━━━ TEXTE CITÉ ━━━

Première étape d'une série de cinq sur des domaines alsaciens que les Maigremont ont eu la chance de visiter en novembre dernier.
Nous arrivons de bonne heure chez Albert Seltz, à Mittelbergheim magnifique et pittoresque village du Bas-Rhin. L'homme est décontracté, lunettes de soleil en attente sur la tête, les mains dans les poches. Premier contact, premiers échanges sur l'actualité viti-vinicole : l'homme n'a pas la langue dans sa poche. Ca promet des discussions animées et en toute franchise.
C'est Philippe, notre organisateur local qui a organisé la visite avec Albert Seltz.
Le domaine s'étend sur 11 hectares de vignes et est planté de 7 cépages : les classiques alsaciens, mis à part le Muscat remplacé par l'Auxerrois. La part des Grands Crus représente 4 ha (Pinot Gris, Gewurzt, Riesling et Sylvaner). La production annuelle est d'environ 100 000 bouteilles.
Albert est la 14 ème génération d'un domaine né en 1576 ! Il nous laisse entendre que vigneron est un métier difficile : "c'est un savant mélange d'idéalisme et de pragmatisme".
Il travaille actuellement un peu pour les générations futures : le domaine est en bio non certifié et la biodynamie est pour lui une évidence qu'il commence à appréhender et à suivre de près. "Pour ton fils ? Peut-être, répond-il, mais pour le moment c'est encore un peu tôt pour savoir ce qu'il fera plus tard". Comme un bon père de famille qui pourrait léguer son domaine à la relève, Albert épargne beaucoup : actuellement, 80 000 bouteilles sont en cave, témoins du passé du domaine et de la période actuelle.
Albert Seltz est un adepte sans mesure du Sylvaner : chaque année, il met de côté en cave 600 bouteilles de chaque cuvées de Sylvaner, pour prouver à beaucoup que ce cépage peut vieillir. Il constitue en quelque sorte une "sylvanothèque".

━━━ LISTE DES DONNÉES ━━━

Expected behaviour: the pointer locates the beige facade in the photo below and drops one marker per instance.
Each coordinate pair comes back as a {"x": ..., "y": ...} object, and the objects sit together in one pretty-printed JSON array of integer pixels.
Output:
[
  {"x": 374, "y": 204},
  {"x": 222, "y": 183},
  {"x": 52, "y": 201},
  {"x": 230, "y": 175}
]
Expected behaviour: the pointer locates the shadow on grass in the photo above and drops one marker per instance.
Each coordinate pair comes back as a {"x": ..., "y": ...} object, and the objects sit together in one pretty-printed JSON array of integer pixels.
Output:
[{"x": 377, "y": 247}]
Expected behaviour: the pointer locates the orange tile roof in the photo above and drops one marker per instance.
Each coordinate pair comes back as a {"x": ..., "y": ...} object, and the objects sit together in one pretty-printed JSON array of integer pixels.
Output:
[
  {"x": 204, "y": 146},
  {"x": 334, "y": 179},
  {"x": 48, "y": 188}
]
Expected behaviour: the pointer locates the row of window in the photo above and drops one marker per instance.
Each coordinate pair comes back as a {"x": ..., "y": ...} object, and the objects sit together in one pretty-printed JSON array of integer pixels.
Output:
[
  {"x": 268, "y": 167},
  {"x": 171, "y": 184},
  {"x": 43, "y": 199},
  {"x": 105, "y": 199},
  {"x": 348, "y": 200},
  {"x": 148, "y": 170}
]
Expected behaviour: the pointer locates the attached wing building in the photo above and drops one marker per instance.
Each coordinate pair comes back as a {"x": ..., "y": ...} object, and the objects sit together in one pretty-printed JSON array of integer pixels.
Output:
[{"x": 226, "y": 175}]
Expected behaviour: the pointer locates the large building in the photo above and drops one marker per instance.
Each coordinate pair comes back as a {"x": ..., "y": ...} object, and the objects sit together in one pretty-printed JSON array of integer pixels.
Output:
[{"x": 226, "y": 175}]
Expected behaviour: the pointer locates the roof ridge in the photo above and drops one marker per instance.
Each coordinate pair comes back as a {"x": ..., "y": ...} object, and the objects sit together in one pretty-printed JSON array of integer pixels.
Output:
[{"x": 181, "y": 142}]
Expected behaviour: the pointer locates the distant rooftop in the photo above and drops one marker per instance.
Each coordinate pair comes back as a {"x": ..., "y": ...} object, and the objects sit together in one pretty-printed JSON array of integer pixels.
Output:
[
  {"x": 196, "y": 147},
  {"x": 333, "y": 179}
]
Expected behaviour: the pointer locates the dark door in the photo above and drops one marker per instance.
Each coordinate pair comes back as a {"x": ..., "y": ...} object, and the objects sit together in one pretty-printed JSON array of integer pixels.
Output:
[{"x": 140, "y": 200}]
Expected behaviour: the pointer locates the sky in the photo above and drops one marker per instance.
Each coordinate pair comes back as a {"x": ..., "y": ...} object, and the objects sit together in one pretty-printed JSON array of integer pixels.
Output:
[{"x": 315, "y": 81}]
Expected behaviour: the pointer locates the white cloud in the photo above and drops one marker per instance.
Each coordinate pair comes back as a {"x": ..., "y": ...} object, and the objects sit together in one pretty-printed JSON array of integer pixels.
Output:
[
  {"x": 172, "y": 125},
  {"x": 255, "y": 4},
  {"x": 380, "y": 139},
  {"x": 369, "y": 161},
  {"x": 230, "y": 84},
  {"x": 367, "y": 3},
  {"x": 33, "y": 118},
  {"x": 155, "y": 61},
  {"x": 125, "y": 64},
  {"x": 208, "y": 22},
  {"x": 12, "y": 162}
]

━━━

◆ TRAVAIL À FAIRE
[a] Traduisez en anglais cette phrase du texte sur le domaine Albert Seltz : « Le domaine s'étend sur 11 hectares de vignes et est planté de 7 cépages : les classiques alsaciens, mis à part le Muscat remplacé par l'Auxerrois. »
[b] D'après le texte sur le domaine Albert Seltz, combien de bouteilles de chaque cuvée de Sylvaner Albert Seltz met-il de côté en cave chaque année ?
[c] Reprenez le texte sur le domaine Albert Seltz à partir de l'endroit où il s'arrête.
Les lignes ne sont pas nécessaires.

◆ RÉPONSES
[a] The estate covers 11 hectares of vines and is planted with 7 grape varieties: the Alsatian classics, except for Muscat, which is replaced by Auxerrois.

[b] 600 bouteilles.

[c]
D'ailleurs, nous apprenons rapidement qu'un cheval de bataille d'Albert fût son "combat contre l'INAO" comme il aime à dire. Ardent défenseur du Sylvaner, il milite longuement pour redorer le blason d'un cépage que certains pourraient qualifier d'indigne (un peu comme le Gamay fût banni de Bourgogne). En effet, seuls les cépages dits "nobles" peuvent prétendre à l'appellation Grand Cru (Riesling, Gewurztraminer, Pinot Gris et Muscat).
Petit retout en arrière. 1998, la DGCCRF (Direction Générale de la Concurrence, de la consommation et de la Répréssion des Fraudes) constate dans une belle enseigne de Strasbourg une trentaine de bouteilles disposées à la vente comportant la mention "Sylvaner Zotzenberg Vieilles Vignes". "Etiquetage trompeur !" d'après l'INAO qui porte l'affaire devant les tribunaux. Normalement, la mention Grand Cru est suivie du lieu dit.
Or, le Sylvaner n'est pas considéré comme Grand Cru. Albert se délecte et proteste documents à l'appui, que depuis 1922, le Sylvaner est accompagné de la mention Zotzenberg. S'en suivent de longs mois de procédure et au final Albert Seltz est dispensé de peine : amoureux de l'Italie et de la Renaissance, il baptise une oeuvre murale de son domaine du "Sono Contento" (Je suis content), symbole du pieds de nez qu'il vient de faire à cette grande institution mais qui hisse maintenant le Sylvaner au niveau qu'il souhaitait pour beaucoup...
Nous passons par les cuves de vinifications. Pour rappel, nous sommes juste après les vendanges : ça "glougloutte" dans tous les sens, "ça bosse" comme on dit ici. Nous passons par "le chai". Quelques cuves béton, inox ou fût servent à l'élevage du vin. Il n'y a pas de règles concernant le temps passé en fût : "j'éleve le plus longtemps possible sur lie, soit jusqu'à fin juin de l'année suivante". Mais l'élève de Léonard Humbrecht qu'il était nous indique que les vins doivent être natures : "un peu comme pour les femmes, pas trop de maquillage"...
Nous descendons dans la cave de vieillissement : elle est magnifique. Près de 80 000 bouteilles reposent au calme dans la superbe cave, ornée d'oeuvres d'art qui s'associent à merveille avec les protégées d'Albert.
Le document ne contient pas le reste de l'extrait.